Please turn every line of the records below into a numbered list, leaving out blank lines.

** start **

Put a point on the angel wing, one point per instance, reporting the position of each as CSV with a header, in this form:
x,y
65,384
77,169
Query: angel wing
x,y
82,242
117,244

** end **

## Response to this task:
1. Put a point on the angel wing, one point per instance, reporting the position of each as CSV with a header, in this form:
2. x,y
3. 65,384
4. 77,169
5. Query: angel wing
6. x,y
7. 82,242
8. 117,244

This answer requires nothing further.